--- Source material Enclosed Below ---
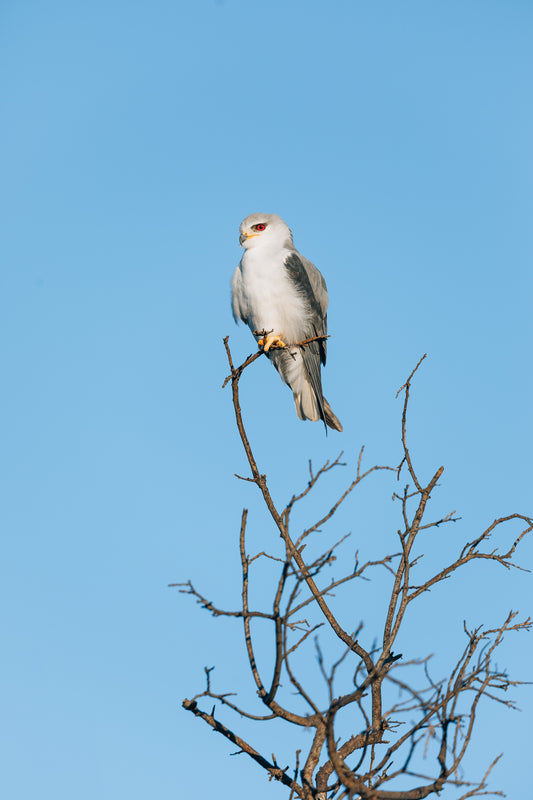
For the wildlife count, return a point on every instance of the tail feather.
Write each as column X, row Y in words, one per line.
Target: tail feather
column 330, row 418
column 300, row 369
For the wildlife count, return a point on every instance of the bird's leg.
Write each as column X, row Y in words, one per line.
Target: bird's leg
column 271, row 340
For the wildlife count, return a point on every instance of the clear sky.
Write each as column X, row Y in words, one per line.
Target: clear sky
column 395, row 138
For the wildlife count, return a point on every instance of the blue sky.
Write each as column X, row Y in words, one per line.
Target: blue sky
column 395, row 139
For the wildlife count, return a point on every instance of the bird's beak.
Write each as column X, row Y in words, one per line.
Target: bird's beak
column 244, row 236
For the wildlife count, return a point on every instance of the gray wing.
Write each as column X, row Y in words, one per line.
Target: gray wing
column 312, row 286
column 238, row 302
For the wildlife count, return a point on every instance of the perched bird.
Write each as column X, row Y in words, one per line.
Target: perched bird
column 283, row 299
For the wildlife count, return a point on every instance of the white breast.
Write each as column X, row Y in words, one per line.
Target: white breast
column 270, row 297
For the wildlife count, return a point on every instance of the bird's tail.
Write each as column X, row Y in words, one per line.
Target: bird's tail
column 330, row 418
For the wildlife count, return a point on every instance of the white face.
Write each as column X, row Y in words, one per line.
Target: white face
column 259, row 229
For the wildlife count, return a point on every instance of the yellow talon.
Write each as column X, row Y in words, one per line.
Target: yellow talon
column 271, row 340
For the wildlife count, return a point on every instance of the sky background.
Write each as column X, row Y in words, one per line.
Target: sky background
column 395, row 138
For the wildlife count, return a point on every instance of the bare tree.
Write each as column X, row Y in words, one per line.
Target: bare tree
column 401, row 711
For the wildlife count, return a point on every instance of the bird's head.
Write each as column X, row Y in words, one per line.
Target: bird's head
column 260, row 229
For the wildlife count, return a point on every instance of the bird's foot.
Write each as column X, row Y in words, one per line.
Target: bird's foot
column 271, row 340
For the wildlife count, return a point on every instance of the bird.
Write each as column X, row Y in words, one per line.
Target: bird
column 283, row 299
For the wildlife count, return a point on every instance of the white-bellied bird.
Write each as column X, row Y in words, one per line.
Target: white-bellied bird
column 283, row 299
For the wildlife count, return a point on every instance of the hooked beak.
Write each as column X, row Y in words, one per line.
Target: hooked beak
column 244, row 236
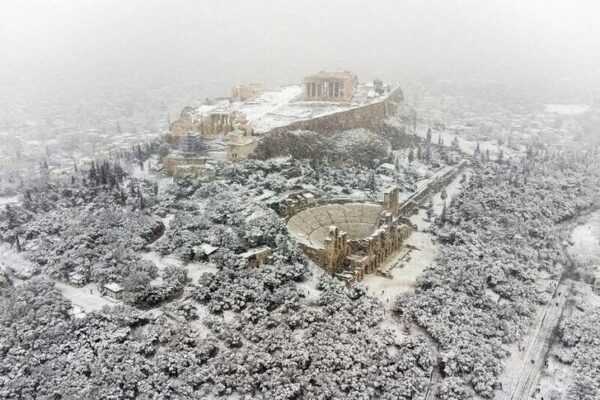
--- End of Enclosed Source material ---
Instructions to follow |
Every entry above should be written out again verbatim, with no pictures included.

Answer space |
For the wildlife count, return a point on every instance of the tail feather.
Write each as column X, row Y in words, one per line.
Target: tail feather
column 330, row 418
column 300, row 369
For the wildlife count, return a point on every instance of the bird's leg.
Write each as column X, row Y in words, one per line.
Target: bird's leg
column 271, row 340
For the wildlife count, return a point on every instance of the clear sky.
Write each as column X, row Y in words, one per line.
Target: clear sky
column 395, row 138
For the wildlife count, return a point on every instance of the blue sky.
Write each as column X, row Y in words, one per line.
Target: blue sky
column 395, row 139
For the wildlife count, return a point on every instance of the bird's beak.
Write each as column X, row Y in words, one per line.
Target: bird's beak
column 244, row 236
For the wildlife count, return a point on every instance of the gray wing.
Write each as column X, row Y in words, one per line.
Target: gray wing
column 312, row 286
column 238, row 302
For the wildlife count, return a point on every instance of the perched bird.
Write each as column X, row Y in words, one per line.
Target: perched bird
column 283, row 299
For the wildlife count, return a point on every instance of the white breast.
Write each as column X, row Y in words, one per line.
Target: white breast
column 270, row 297
For the wildlife count, return a point on every instance of the bird's tail.
Write each as column X, row Y in words, one per line.
Target: bird's tail
column 330, row 418
For the wildlife count, return a point on every instance of the white face.
Write each as column X, row Y in words, one per line.
Target: white face
column 259, row 229
For the wildlife count, return a point on every instance of the yellow talon.
Write each as column X, row Y in words, one per line.
Target: yellow talon
column 271, row 340
For the wildlife count, return a point on every instance of the sky background.
Write each as column X, row Y in words, one per line.
Target: sky background
column 395, row 138
For the wildlife count, return a point on every instance of the bare tree.
Write each as column X, row Y in words, one per line.
Target: bare tree
column 401, row 711
For the wildlife count, return a point on every instance of the bird's head.
Write each as column X, row Y in words, one per line.
Target: bird's head
column 260, row 229
For the wildlife count, return a point on every instance of the bird's foot.
Write each as column X, row Y in words, one per line.
Target: bird's foot
column 271, row 340
For the wildlife count, return a point on every instance of the bird.
Write each as column X, row Y in words, one per line.
Target: bird
column 283, row 299
For the wildlife count, return a point on every instance of the white-bellied bird.
Write each as column X, row Y in words, one per line.
Target: white-bellied bird
column 283, row 299
For the wildlife count, return a point on every instance of the hooked beak.
Write each as column X, row Y in words, one per line.
Target: hooked beak
column 244, row 236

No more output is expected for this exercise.